◆ **SUPPLIED INFORMATION**:
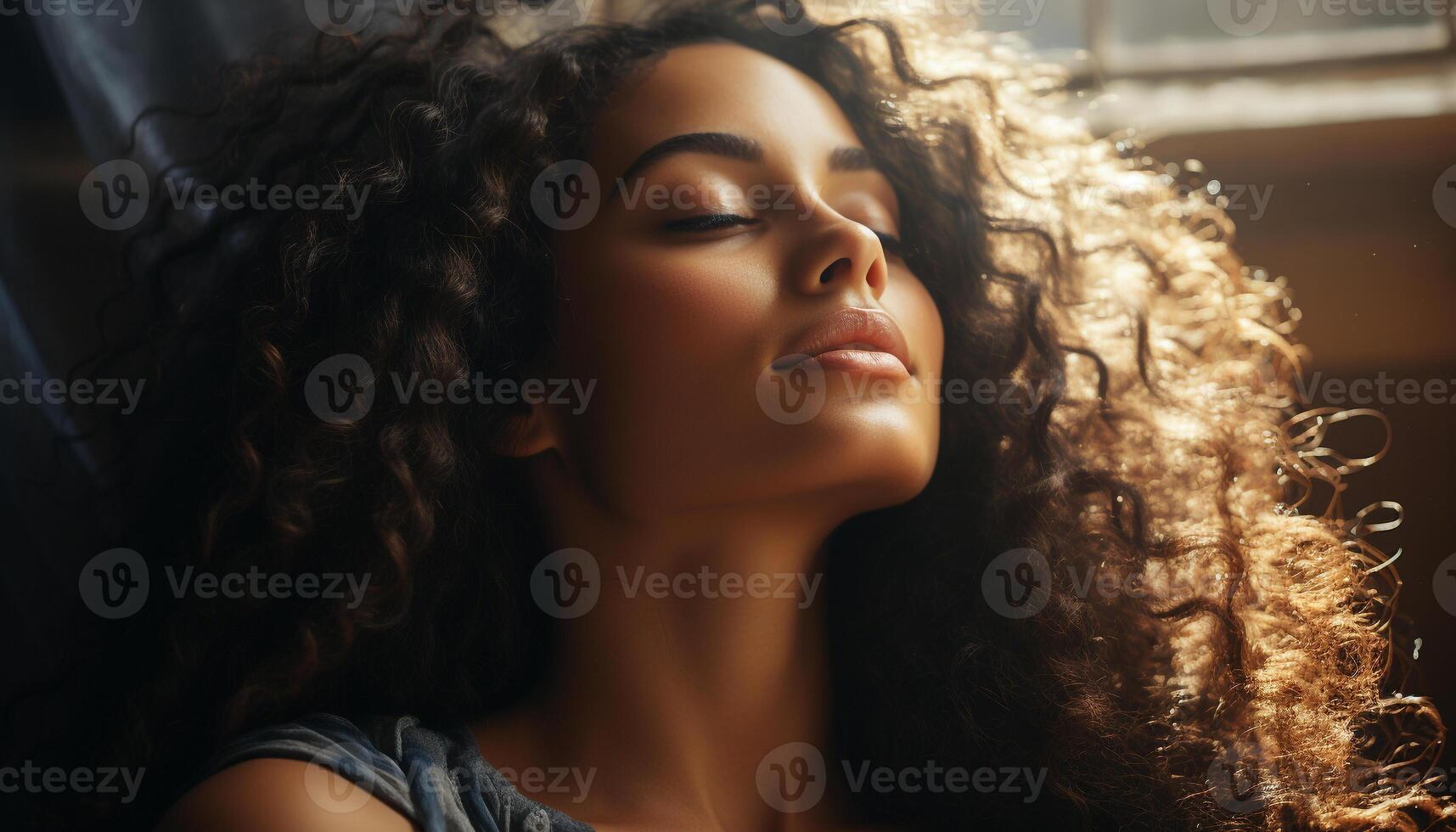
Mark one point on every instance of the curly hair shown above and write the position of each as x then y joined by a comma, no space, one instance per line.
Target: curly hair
1152,441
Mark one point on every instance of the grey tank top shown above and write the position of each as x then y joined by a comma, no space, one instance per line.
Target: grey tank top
434,777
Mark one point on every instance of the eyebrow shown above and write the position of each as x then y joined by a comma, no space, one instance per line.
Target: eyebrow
734,146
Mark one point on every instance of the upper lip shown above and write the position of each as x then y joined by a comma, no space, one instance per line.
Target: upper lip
853,329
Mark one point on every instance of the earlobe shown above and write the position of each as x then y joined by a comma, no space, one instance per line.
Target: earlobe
526,435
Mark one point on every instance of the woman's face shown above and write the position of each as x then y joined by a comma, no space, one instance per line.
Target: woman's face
718,260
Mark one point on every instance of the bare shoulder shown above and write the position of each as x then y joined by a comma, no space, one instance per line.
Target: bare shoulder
281,795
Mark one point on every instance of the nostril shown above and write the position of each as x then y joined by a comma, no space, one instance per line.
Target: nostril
829,273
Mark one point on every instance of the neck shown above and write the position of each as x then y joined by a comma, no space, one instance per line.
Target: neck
704,652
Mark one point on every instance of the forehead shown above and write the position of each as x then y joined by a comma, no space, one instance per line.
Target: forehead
721,87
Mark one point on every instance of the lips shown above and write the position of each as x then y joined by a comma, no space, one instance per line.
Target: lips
853,339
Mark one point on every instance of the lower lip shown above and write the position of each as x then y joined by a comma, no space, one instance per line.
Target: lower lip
863,362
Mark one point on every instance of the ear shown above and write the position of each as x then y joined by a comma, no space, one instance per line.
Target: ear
526,433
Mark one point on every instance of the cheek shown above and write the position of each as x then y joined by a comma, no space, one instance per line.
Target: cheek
673,340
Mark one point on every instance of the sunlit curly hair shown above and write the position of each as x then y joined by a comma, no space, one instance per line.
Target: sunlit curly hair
1242,685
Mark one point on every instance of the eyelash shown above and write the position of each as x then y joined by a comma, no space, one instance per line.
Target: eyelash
714,222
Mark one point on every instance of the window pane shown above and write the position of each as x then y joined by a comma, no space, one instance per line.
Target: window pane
1054,25
1164,20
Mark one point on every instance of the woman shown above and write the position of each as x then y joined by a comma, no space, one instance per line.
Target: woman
919,459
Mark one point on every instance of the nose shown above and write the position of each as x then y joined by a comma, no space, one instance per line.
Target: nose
842,256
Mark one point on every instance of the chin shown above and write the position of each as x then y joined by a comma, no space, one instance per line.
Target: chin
884,453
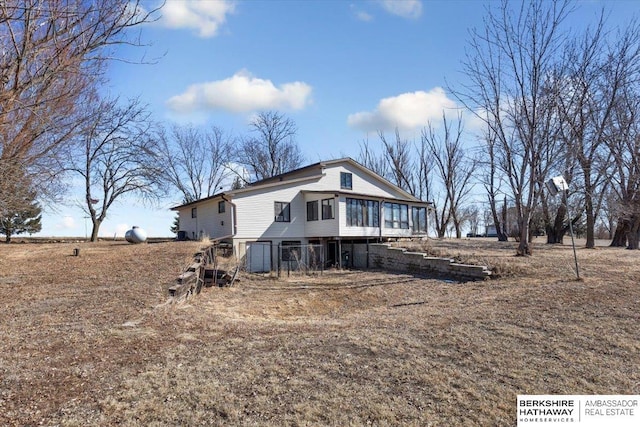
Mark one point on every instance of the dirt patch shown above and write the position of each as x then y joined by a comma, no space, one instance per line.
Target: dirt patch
92,340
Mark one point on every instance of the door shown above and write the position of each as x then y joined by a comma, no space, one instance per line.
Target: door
258,257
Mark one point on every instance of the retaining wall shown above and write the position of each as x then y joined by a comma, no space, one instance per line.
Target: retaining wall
385,257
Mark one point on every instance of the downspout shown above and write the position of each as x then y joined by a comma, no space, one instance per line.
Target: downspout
234,228
380,221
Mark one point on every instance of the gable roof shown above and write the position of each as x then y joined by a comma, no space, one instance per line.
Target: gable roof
303,174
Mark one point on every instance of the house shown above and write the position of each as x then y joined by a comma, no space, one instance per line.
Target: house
331,204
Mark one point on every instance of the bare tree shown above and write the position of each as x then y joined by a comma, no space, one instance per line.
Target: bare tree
19,210
195,161
624,142
509,64
399,161
593,74
52,52
491,183
116,157
453,168
273,150
369,158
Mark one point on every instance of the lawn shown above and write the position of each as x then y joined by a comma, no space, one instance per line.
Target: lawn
95,340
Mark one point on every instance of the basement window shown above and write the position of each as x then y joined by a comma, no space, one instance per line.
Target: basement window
346,180
282,212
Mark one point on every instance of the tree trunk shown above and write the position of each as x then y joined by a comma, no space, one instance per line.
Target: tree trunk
524,248
620,235
591,221
500,226
94,230
633,236
557,230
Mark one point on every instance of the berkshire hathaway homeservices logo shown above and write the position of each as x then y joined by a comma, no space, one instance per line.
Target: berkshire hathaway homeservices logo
578,410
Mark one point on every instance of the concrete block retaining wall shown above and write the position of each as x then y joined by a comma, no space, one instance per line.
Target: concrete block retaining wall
385,257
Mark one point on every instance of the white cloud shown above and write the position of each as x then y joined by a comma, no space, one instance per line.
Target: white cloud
405,8
361,15
205,17
66,223
407,111
241,93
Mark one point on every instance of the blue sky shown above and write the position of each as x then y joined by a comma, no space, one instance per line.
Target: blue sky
340,69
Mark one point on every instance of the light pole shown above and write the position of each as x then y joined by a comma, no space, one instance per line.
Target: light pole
555,185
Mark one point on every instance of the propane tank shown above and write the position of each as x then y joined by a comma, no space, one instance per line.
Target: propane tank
135,235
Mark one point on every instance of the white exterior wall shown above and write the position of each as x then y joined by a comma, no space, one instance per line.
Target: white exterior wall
255,213
208,222
322,227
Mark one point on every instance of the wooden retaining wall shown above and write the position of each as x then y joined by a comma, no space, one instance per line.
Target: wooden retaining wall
385,257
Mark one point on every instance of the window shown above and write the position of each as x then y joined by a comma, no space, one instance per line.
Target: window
312,210
419,216
290,250
345,180
363,213
396,215
282,211
328,208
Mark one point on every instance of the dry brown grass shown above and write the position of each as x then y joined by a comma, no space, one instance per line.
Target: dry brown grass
91,340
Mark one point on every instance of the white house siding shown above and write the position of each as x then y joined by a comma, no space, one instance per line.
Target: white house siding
208,221
362,183
256,214
321,227
255,208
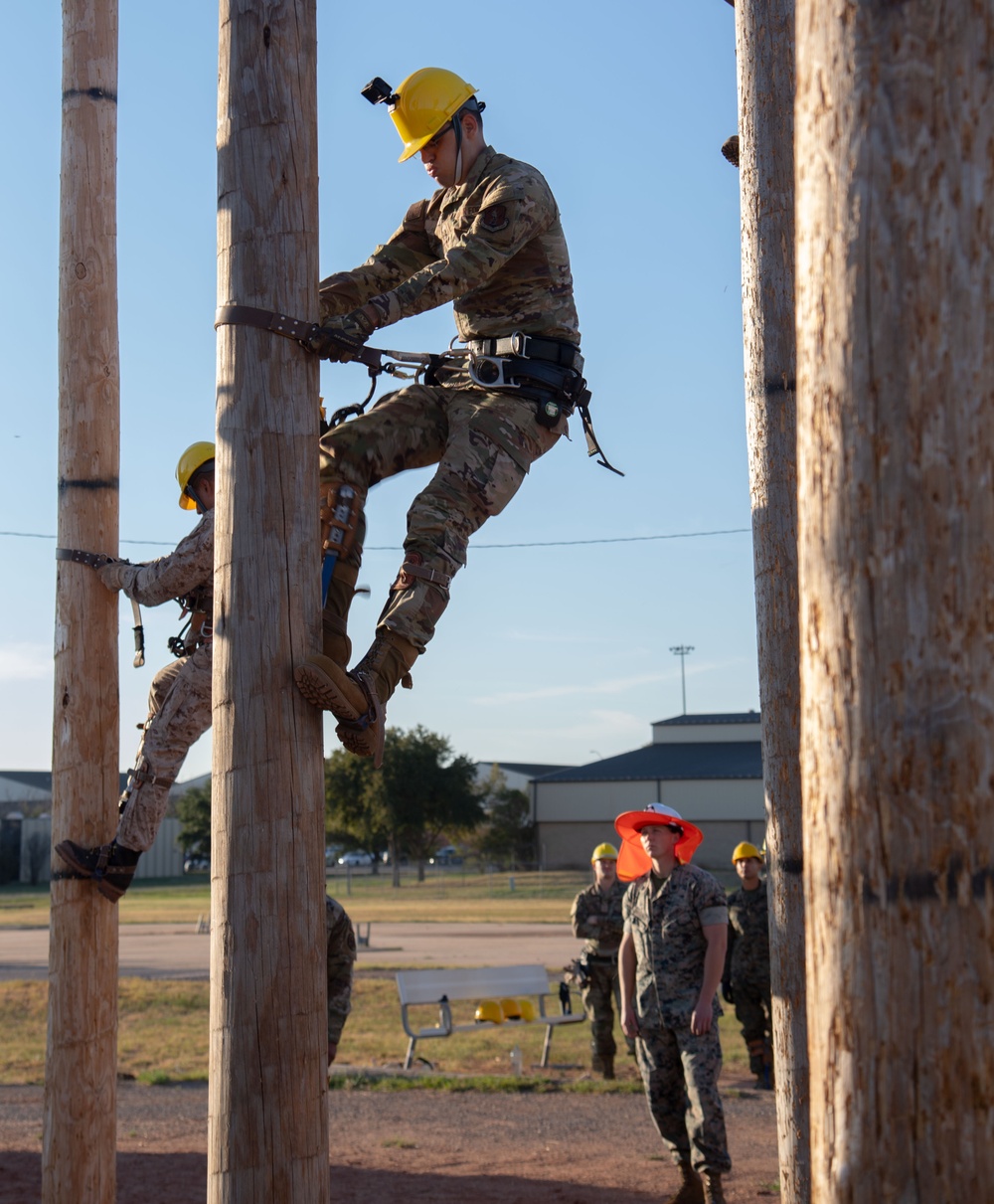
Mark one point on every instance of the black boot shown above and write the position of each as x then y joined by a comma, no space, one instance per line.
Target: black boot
110,865
691,1190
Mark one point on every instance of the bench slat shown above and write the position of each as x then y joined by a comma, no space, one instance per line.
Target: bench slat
479,982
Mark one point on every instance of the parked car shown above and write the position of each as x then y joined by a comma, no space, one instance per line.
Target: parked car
446,856
356,857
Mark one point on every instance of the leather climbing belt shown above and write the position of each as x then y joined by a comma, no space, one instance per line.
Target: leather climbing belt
97,560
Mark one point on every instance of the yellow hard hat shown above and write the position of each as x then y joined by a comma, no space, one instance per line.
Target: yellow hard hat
489,1010
527,1009
194,457
746,850
604,852
510,1008
423,102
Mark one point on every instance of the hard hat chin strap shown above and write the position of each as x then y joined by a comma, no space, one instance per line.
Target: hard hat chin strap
457,127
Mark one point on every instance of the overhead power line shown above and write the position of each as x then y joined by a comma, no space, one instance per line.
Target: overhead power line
477,547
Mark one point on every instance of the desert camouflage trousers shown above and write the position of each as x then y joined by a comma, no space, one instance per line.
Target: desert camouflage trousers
600,996
753,1010
178,713
483,443
680,1074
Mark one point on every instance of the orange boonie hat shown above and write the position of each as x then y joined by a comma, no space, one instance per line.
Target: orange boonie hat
633,861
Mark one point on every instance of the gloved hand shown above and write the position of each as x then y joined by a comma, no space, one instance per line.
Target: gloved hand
354,327
117,575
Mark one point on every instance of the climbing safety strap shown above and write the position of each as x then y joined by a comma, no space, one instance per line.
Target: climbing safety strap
535,366
97,560
401,365
497,363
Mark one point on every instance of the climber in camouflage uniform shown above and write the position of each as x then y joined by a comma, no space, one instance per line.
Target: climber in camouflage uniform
746,979
670,964
341,958
179,700
595,919
491,243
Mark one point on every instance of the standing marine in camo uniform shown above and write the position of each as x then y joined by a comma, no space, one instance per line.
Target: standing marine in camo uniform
597,920
490,241
670,964
341,958
179,700
746,979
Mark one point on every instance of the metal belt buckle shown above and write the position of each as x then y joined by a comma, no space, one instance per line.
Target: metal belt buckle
487,371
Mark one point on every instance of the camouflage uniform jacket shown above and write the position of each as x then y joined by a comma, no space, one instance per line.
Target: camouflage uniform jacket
748,936
601,938
666,919
341,956
186,572
492,245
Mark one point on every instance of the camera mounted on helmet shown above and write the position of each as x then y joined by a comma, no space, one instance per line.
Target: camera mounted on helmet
378,91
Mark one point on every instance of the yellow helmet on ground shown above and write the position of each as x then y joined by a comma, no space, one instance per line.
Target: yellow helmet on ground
190,462
527,1009
489,1011
744,850
423,102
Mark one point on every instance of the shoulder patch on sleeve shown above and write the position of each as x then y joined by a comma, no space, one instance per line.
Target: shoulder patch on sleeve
495,217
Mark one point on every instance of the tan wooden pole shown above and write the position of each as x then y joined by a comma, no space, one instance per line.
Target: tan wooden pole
896,417
764,45
79,1142
267,1125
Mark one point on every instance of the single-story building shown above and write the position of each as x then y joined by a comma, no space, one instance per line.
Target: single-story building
26,831
708,768
518,774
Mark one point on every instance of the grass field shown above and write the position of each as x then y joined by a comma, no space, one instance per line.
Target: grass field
163,1033
446,895
163,1025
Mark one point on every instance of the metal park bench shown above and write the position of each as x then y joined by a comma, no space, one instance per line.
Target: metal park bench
421,988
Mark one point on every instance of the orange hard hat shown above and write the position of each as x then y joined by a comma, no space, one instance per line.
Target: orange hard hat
633,861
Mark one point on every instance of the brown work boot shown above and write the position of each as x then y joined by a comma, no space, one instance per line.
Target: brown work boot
691,1190
109,865
358,700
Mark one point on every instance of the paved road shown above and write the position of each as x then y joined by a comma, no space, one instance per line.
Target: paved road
171,950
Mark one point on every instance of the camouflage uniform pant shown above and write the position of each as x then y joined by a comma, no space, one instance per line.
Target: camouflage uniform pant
600,996
483,444
753,1010
178,713
680,1073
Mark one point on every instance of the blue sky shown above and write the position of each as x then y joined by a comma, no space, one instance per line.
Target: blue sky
552,652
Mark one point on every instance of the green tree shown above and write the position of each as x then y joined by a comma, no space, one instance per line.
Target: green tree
508,837
421,791
352,814
194,811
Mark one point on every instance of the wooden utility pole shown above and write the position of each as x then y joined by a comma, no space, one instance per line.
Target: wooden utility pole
267,1124
764,45
896,417
80,1133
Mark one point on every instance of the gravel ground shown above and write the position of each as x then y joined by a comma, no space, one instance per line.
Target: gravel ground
450,1147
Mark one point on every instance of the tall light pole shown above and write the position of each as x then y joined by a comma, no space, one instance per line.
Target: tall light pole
683,651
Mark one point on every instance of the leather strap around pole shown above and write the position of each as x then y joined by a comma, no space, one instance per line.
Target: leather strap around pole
92,559
292,327
278,323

◆ **EXERCISE DETAILS**: No line before the one with "Mark one point on every instance of the leather strap" belongs in the answer; copy that line and the rest of the records exactly.

◆ **RESULT BELOW**:
Mark one point on every instance of the leather strap around pole shown above and write the position of each as x then y joined by a comma, no space, one instance per line.
Target: leather strap around pole
92,559
292,327
278,323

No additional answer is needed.